Dataset entries ::
◆ ◆ ◆ ◆

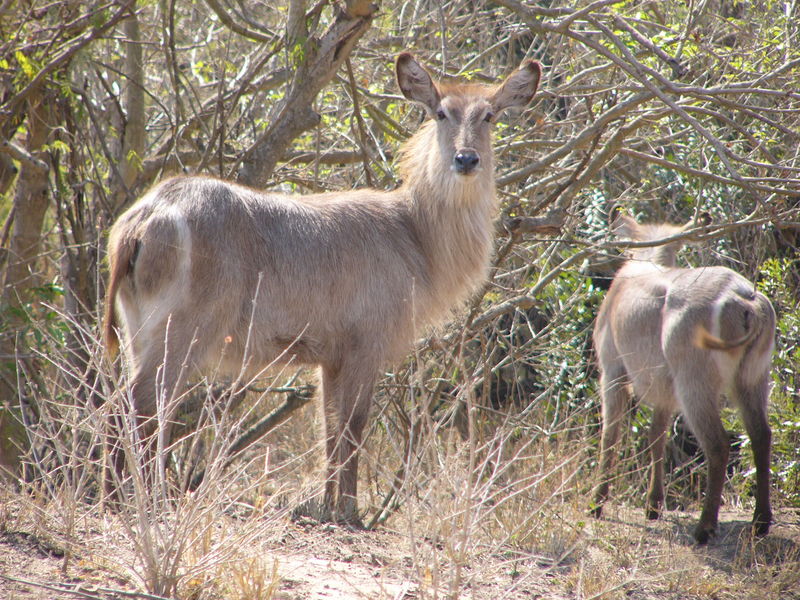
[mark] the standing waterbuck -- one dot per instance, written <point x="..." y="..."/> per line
<point x="207" y="273"/>
<point x="683" y="338"/>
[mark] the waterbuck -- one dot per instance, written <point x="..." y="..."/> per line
<point x="681" y="339"/>
<point x="206" y="273"/>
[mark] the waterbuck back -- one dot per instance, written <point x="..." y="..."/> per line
<point x="681" y="339"/>
<point x="209" y="274"/>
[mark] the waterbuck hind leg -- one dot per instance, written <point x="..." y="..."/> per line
<point x="615" y="402"/>
<point x="657" y="441"/>
<point x="347" y="395"/>
<point x="699" y="406"/>
<point x="353" y="419"/>
<point x="753" y="408"/>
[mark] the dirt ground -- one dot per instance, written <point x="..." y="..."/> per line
<point x="621" y="556"/>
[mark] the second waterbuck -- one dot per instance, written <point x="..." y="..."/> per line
<point x="208" y="274"/>
<point x="682" y="338"/>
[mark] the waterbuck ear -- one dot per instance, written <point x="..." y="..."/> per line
<point x="621" y="225"/>
<point x="416" y="84"/>
<point x="519" y="88"/>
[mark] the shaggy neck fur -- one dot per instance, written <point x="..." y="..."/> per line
<point x="453" y="216"/>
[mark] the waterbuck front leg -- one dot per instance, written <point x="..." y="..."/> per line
<point x="753" y="408"/>
<point x="615" y="401"/>
<point x="159" y="374"/>
<point x="657" y="440"/>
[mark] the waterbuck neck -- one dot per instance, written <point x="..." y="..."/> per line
<point x="453" y="216"/>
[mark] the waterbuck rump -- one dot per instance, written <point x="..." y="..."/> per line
<point x="682" y="338"/>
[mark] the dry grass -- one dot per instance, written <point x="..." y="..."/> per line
<point x="490" y="503"/>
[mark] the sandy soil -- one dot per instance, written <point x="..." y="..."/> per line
<point x="622" y="556"/>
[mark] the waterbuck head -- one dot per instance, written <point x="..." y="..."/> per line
<point x="463" y="112"/>
<point x="626" y="227"/>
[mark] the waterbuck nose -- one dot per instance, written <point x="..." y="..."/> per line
<point x="465" y="161"/>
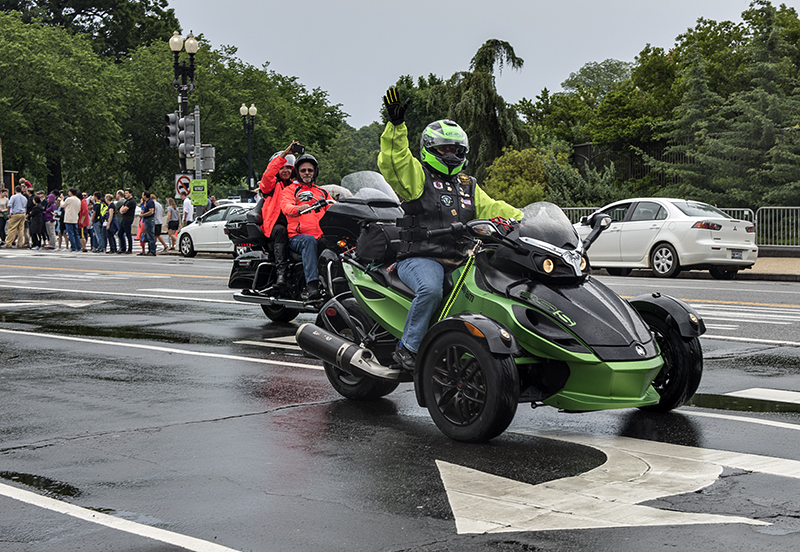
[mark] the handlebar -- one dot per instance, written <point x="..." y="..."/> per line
<point x="316" y="206"/>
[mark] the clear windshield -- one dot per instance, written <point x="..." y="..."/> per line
<point x="368" y="185"/>
<point x="547" y="222"/>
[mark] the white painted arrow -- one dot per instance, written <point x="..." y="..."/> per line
<point x="635" y="471"/>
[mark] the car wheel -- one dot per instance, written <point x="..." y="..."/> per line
<point x="470" y="393"/>
<point x="240" y="250"/>
<point x="721" y="273"/>
<point x="619" y="271"/>
<point x="352" y="386"/>
<point x="279" y="313"/>
<point x="186" y="246"/>
<point x="664" y="261"/>
<point x="680" y="376"/>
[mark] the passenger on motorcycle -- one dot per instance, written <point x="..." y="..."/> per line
<point x="435" y="194"/>
<point x="276" y="177"/>
<point x="304" y="203"/>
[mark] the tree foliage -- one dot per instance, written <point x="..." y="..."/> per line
<point x="116" y="28"/>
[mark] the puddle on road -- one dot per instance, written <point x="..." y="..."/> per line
<point x="727" y="402"/>
<point x="42" y="483"/>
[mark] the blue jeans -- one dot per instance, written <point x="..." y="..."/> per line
<point x="150" y="234"/>
<point x="307" y="246"/>
<point x="426" y="278"/>
<point x="74" y="237"/>
<point x="125" y="233"/>
<point x="99" y="236"/>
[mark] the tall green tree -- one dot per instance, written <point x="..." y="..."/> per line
<point x="757" y="159"/>
<point x="116" y="28"/>
<point x="597" y="79"/>
<point x="60" y="105"/>
<point x="695" y="119"/>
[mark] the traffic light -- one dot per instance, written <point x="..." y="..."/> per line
<point x="186" y="135"/>
<point x="171" y="130"/>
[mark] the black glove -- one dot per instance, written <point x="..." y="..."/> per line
<point x="395" y="108"/>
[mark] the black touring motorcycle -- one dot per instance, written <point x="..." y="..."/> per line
<point x="361" y="199"/>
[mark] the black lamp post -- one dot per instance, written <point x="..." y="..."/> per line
<point x="249" y="123"/>
<point x="184" y="74"/>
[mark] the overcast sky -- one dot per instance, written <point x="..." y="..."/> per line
<point x="355" y="49"/>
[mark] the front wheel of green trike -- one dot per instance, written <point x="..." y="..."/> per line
<point x="680" y="376"/>
<point x="470" y="392"/>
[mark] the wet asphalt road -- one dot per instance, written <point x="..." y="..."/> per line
<point x="139" y="389"/>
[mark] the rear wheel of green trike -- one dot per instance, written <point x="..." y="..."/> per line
<point x="470" y="392"/>
<point x="680" y="376"/>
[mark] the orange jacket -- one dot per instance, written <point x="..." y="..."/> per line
<point x="290" y="205"/>
<point x="271" y="188"/>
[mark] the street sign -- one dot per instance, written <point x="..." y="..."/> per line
<point x="182" y="184"/>
<point x="199" y="194"/>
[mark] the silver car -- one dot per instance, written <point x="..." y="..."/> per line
<point x="207" y="232"/>
<point x="670" y="235"/>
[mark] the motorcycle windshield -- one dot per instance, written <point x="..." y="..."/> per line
<point x="369" y="185"/>
<point x="546" y="222"/>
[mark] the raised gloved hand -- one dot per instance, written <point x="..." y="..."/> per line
<point x="395" y="108"/>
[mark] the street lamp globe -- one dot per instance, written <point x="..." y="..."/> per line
<point x="191" y="44"/>
<point x="176" y="42"/>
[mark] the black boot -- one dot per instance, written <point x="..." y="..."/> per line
<point x="312" y="291"/>
<point x="280" y="264"/>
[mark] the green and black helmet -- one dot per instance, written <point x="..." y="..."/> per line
<point x="444" y="133"/>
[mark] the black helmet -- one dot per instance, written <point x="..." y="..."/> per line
<point x="289" y="159"/>
<point x="307" y="158"/>
<point x="441" y="133"/>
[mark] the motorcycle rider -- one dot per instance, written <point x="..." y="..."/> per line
<point x="435" y="193"/>
<point x="277" y="176"/>
<point x="305" y="235"/>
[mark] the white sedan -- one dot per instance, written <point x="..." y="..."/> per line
<point x="670" y="235"/>
<point x="207" y="232"/>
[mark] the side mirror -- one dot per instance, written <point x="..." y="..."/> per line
<point x="483" y="229"/>
<point x="599" y="222"/>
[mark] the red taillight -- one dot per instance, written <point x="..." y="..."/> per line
<point x="707" y="225"/>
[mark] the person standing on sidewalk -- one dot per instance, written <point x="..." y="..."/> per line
<point x="159" y="220"/>
<point x="149" y="218"/>
<point x="17" y="208"/>
<point x="3" y="215"/>
<point x="72" y="210"/>
<point x="128" y="210"/>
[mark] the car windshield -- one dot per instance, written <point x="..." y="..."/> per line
<point x="368" y="185"/>
<point x="548" y="223"/>
<point x="697" y="209"/>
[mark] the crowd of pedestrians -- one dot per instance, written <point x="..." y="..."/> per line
<point x="76" y="221"/>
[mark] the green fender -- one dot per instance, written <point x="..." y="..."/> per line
<point x="675" y="312"/>
<point x="496" y="337"/>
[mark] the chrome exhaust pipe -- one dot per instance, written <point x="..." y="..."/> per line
<point x="348" y="356"/>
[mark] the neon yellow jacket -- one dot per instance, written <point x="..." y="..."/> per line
<point x="404" y="174"/>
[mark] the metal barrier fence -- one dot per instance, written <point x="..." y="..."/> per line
<point x="775" y="226"/>
<point x="778" y="226"/>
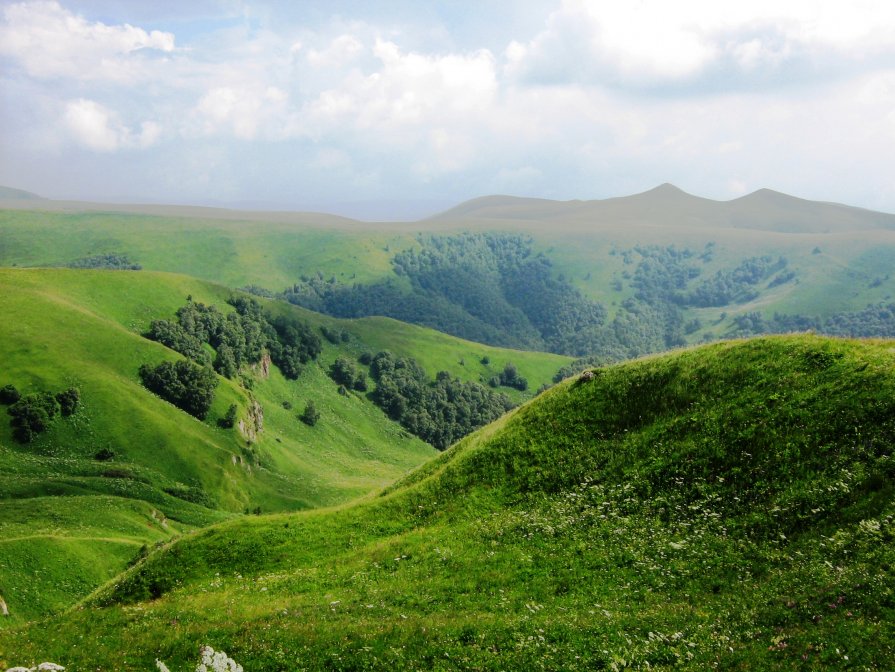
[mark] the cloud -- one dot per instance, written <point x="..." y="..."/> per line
<point x="99" y="129"/>
<point x="340" y="51"/>
<point x="245" y="113"/>
<point x="49" y="41"/>
<point x="654" y="44"/>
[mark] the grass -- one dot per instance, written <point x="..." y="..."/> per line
<point x="851" y="272"/>
<point x="89" y="518"/>
<point x="726" y="507"/>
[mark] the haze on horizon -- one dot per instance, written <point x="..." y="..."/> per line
<point x="400" y="109"/>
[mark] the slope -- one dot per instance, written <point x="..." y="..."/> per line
<point x="729" y="506"/>
<point x="670" y="207"/>
<point x="129" y="469"/>
<point x="837" y="259"/>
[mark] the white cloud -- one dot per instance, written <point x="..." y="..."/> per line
<point x="340" y="51"/>
<point x="99" y="129"/>
<point x="658" y="43"/>
<point x="246" y="113"/>
<point x="49" y="41"/>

◆ ◆ ◆ ◆

Action item ::
From the line with "[mark] the grass" through the final line of the records, return each line exactly. Leave out the rest.

Task response ::
[mark] the grass -- one dot per instance, written <point x="..." y="..."/> per line
<point x="851" y="272"/>
<point x="89" y="518"/>
<point x="726" y="507"/>
[mark] the haze on horizon -- one dot per instance, written <point x="..." y="..."/> per line
<point x="400" y="109"/>
[mark] the slope -- one dot per instance, written <point x="..." y="..."/> per line
<point x="729" y="506"/>
<point x="670" y="207"/>
<point x="129" y="469"/>
<point x="837" y="259"/>
[mark] the white cloud -- one dot per instance, written <point x="..." y="..."/> per line
<point x="340" y="51"/>
<point x="99" y="129"/>
<point x="658" y="43"/>
<point x="246" y="113"/>
<point x="49" y="41"/>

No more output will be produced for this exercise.